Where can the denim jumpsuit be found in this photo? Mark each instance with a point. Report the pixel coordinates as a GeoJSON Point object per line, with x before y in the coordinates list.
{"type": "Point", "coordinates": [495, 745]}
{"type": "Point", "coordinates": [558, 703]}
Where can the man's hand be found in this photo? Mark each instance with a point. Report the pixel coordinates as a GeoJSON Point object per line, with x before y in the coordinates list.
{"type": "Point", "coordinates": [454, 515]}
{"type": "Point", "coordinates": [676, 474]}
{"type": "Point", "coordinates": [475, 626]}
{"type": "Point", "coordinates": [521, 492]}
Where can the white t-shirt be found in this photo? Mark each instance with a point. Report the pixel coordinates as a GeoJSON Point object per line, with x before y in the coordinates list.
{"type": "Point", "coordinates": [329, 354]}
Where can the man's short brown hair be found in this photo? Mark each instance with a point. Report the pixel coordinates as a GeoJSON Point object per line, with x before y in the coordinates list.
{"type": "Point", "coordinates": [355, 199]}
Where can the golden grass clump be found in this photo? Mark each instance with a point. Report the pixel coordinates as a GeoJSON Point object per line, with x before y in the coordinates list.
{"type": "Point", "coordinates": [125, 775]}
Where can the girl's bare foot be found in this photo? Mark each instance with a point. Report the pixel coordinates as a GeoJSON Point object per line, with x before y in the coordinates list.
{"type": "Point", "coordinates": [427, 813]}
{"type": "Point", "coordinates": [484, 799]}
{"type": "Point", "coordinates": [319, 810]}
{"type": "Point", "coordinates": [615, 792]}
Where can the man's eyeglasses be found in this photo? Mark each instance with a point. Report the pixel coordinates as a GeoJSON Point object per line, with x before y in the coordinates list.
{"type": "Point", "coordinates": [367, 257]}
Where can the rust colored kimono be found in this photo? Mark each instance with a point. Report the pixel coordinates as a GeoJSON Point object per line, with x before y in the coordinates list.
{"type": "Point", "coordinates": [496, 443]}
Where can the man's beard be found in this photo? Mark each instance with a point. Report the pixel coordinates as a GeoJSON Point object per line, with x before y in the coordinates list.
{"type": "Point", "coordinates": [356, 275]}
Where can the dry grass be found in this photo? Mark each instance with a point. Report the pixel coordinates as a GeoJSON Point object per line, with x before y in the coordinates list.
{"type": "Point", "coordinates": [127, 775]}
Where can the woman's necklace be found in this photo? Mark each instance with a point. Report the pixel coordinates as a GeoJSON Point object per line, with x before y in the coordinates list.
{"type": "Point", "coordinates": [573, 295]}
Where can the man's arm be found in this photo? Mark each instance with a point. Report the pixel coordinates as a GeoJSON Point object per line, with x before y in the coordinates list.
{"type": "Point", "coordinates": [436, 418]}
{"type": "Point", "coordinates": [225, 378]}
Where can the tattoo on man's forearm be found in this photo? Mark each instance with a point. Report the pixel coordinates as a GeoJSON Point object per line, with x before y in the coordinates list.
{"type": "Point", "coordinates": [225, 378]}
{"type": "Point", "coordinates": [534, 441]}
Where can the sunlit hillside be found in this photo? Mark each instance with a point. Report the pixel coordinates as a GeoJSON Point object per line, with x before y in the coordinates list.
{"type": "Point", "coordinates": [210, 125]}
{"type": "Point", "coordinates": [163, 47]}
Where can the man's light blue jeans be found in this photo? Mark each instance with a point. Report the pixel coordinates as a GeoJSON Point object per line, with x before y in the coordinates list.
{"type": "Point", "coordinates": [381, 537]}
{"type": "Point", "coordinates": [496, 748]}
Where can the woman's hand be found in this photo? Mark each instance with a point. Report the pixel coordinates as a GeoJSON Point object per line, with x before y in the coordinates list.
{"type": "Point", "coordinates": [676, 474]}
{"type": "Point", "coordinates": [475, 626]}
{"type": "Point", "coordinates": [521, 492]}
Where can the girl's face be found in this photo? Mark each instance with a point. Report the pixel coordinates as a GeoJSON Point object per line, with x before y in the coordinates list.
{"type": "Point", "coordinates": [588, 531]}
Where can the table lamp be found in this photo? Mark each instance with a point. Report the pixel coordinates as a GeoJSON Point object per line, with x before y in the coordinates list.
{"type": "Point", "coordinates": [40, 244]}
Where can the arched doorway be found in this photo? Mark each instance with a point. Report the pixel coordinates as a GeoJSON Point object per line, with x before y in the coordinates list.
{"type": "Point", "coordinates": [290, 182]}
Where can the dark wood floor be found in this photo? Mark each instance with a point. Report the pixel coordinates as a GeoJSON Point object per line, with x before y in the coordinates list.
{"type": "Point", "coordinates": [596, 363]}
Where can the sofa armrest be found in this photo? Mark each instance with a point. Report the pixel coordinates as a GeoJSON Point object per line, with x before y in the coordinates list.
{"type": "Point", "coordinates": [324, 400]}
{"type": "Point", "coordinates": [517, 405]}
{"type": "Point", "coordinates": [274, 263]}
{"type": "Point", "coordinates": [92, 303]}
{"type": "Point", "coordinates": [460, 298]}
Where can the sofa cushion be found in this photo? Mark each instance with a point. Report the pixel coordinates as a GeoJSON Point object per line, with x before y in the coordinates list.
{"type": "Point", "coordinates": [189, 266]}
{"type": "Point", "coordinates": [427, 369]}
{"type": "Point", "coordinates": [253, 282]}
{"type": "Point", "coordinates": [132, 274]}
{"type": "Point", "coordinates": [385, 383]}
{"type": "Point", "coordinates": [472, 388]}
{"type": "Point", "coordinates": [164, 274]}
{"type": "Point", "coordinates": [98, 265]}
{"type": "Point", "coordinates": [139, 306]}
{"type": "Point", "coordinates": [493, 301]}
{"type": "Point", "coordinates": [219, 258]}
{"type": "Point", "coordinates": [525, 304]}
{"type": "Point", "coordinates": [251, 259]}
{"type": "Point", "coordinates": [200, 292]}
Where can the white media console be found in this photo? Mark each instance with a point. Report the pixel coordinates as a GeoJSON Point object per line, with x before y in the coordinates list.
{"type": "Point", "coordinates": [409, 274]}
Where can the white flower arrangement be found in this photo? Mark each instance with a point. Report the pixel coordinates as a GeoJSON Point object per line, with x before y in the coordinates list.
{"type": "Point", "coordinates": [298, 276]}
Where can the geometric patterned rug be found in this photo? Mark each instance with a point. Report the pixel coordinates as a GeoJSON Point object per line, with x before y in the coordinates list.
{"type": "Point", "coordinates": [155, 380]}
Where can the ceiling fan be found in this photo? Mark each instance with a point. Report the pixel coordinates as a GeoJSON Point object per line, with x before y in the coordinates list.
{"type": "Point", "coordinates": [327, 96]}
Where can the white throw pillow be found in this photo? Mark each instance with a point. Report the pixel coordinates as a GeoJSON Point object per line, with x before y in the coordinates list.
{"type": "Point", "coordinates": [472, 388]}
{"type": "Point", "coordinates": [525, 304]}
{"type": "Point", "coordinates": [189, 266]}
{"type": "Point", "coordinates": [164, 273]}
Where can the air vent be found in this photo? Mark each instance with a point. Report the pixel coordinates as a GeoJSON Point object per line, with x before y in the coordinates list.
● ● ● ●
EXERCISE AIM
Rewrite all of the data above, putting "image coordinates" in place of every occurrence of "pixel coordinates" and leaving everything else as it is.

SOLUTION TO THE EXERCISE
Where can the denim jumpsuit be found in this photo? Mark each instance with a point. Report the image coordinates as a GeoJSON Point object per line, with x before y in the coordinates list.
{"type": "Point", "coordinates": [495, 745]}
{"type": "Point", "coordinates": [558, 703]}
Where can the man's hand be found in this photo? Mark each instance with a point. Report the image coordinates as a GeoJSON Point object per line, with x before y in the coordinates list.
{"type": "Point", "coordinates": [454, 515]}
{"type": "Point", "coordinates": [676, 474]}
{"type": "Point", "coordinates": [475, 626]}
{"type": "Point", "coordinates": [521, 492]}
Where can the white t-shirt be found in this photo? Mark each instance with a point. Report the image coordinates as a GeoJSON Point object per line, with x before y in the coordinates list.
{"type": "Point", "coordinates": [329, 354]}
Where can the man's short brown hair be found in this photo? Mark each instance with a point. Report the image coordinates as a GeoJSON Point object per line, with x before y in the coordinates list.
{"type": "Point", "coordinates": [355, 199]}
Where can the golden grass clump be found in this photo? Mark each instance with a point. Report the image coordinates as a GeoJSON Point object per line, with x before y in the coordinates list.
{"type": "Point", "coordinates": [125, 775]}
Where can the girl's bare foot be found in this photo? Mark each instance with a point. Report the image coordinates as a GeoJSON Point object per line, with x before y in the coordinates list.
{"type": "Point", "coordinates": [427, 813]}
{"type": "Point", "coordinates": [484, 799]}
{"type": "Point", "coordinates": [319, 810]}
{"type": "Point", "coordinates": [615, 792]}
Where can the man's eyeglasses be found in this photo? Mark each instance with a point. Report the image coordinates as a GeoJSON Point object per line, with x before y in the coordinates list.
{"type": "Point", "coordinates": [367, 257]}
Where can the rust colored kimono be found in this photo? Mark each instance with a point. Report the image coordinates as a GeoJSON Point object per line, with x before y in the coordinates list.
{"type": "Point", "coordinates": [496, 443]}
Where can the man's beard be found in this photo? Mark each instance with a point. Report the image coordinates as a GeoJSON Point object per line, with x before y in the coordinates list.
{"type": "Point", "coordinates": [356, 275]}
Where can the dry grass be found in this photo? Mark each instance with a point. Report the image coordinates as a GeoJSON Point object per line, with x before y in the coordinates list.
{"type": "Point", "coordinates": [127, 775]}
Where can the woman's necklace be found in this photo? Mark each instance with a point. Report the image coordinates as a GeoJSON Point object per line, with x before y in the coordinates list.
{"type": "Point", "coordinates": [573, 295]}
Where can the man's arm be found in this photo? Mark each instance with a point. Report the image coordinates as a GeoJSON Point object per line, with x before y in the coordinates list.
{"type": "Point", "coordinates": [436, 418]}
{"type": "Point", "coordinates": [225, 378]}
Where can the tattoo on man's forearm be found in this photo? Mark each instance with a point. Report the image coordinates as a GeoJSON Point object per line, with x before y in the coordinates list.
{"type": "Point", "coordinates": [225, 378]}
{"type": "Point", "coordinates": [534, 441]}
Where can the sunlit hillside be found in this photo? Mark each instance with a point. Report the image coordinates as a GeoJSON Point object per line, with x before y in the coordinates list.
{"type": "Point", "coordinates": [210, 125]}
{"type": "Point", "coordinates": [163, 47]}
Where can the man's light blue jeans be found in this photo? Mark each instance with a point. Report the image coordinates as a GeoJSON Point object per line, with x before y in the coordinates list.
{"type": "Point", "coordinates": [381, 537]}
{"type": "Point", "coordinates": [496, 748]}
Where can the woman's hand be found in this photo? Mark each instance with a point. Report the image coordinates as a GeoJSON Point object per line, with x before y in the coordinates list.
{"type": "Point", "coordinates": [676, 474]}
{"type": "Point", "coordinates": [475, 626]}
{"type": "Point", "coordinates": [521, 492]}
Where can the girl's face be found in this photo? Mark each instance with a point. Report the image coordinates as a GeoJSON Point object per line, with x before y in the coordinates list.
{"type": "Point", "coordinates": [588, 531]}
Where can the table lamp be found in this photo? Mark each instance with a point. Report the image coordinates as a GeoJSON Point object per line, with x before y in the coordinates list.
{"type": "Point", "coordinates": [40, 244]}
Where can the arched doorway be found in this photo? Mark each instance with a point. Report the image coordinates as a GeoJSON Point object per line, with x before y in the coordinates list.
{"type": "Point", "coordinates": [290, 182]}
Where can the dark wood floor be found in this photo? Mark each instance with a point. Report the image coordinates as a GeoJSON Point object per line, with x before y in the coordinates list.
{"type": "Point", "coordinates": [596, 363]}
Where can the sofa armrest be found in this photo? Mark each instance with a point. Report the image coordinates as a GeoJSON Point object per line, with x before y in the coordinates list.
{"type": "Point", "coordinates": [324, 400]}
{"type": "Point", "coordinates": [517, 405]}
{"type": "Point", "coordinates": [274, 263]}
{"type": "Point", "coordinates": [92, 303]}
{"type": "Point", "coordinates": [460, 298]}
Where can the sofa cushion be found in this photo? Mark each instance with a point. Report the image coordinates as a GeoJSON Point object per line, with x before y in the coordinates list.
{"type": "Point", "coordinates": [189, 266]}
{"type": "Point", "coordinates": [427, 369]}
{"type": "Point", "coordinates": [253, 282]}
{"type": "Point", "coordinates": [132, 274]}
{"type": "Point", "coordinates": [385, 383]}
{"type": "Point", "coordinates": [472, 388]}
{"type": "Point", "coordinates": [164, 274]}
{"type": "Point", "coordinates": [98, 265]}
{"type": "Point", "coordinates": [139, 306]}
{"type": "Point", "coordinates": [493, 301]}
{"type": "Point", "coordinates": [219, 258]}
{"type": "Point", "coordinates": [525, 304]}
{"type": "Point", "coordinates": [251, 259]}
{"type": "Point", "coordinates": [200, 292]}
Where can the white media console be found in this photo? Mark each instance with a point. Report the image coordinates as a GeoJSON Point object per line, with x before y in the coordinates list.
{"type": "Point", "coordinates": [409, 274]}
Where can the white flower arrangement be found in this photo? Mark each instance with a point. Report the image coordinates as a GeoJSON Point object per line, with x before y in the coordinates list.
{"type": "Point", "coordinates": [298, 276]}
Where can the geometric patterned rug be found in this photo? Mark each instance with a point. Report the image coordinates as a GeoJSON Point object per line, with x before y in the coordinates list.
{"type": "Point", "coordinates": [155, 380]}
Where can the ceiling fan be found in this photo? Mark each instance with a point. Report the image coordinates as a GeoJSON Point object per line, with x before y in the coordinates list.
{"type": "Point", "coordinates": [327, 96]}
Where can the white throw pillow be found in this photo? Mark each instance with a point. Report the image coordinates as a GeoJSON Point object per line, with x before y in the coordinates list.
{"type": "Point", "coordinates": [472, 388]}
{"type": "Point", "coordinates": [525, 304]}
{"type": "Point", "coordinates": [189, 266]}
{"type": "Point", "coordinates": [164, 273]}
Where can the air vent be found in this photo? Mark each instance with a point. Report the image coordinates as a GeoJSON Point object per line, with x before y in the coordinates list.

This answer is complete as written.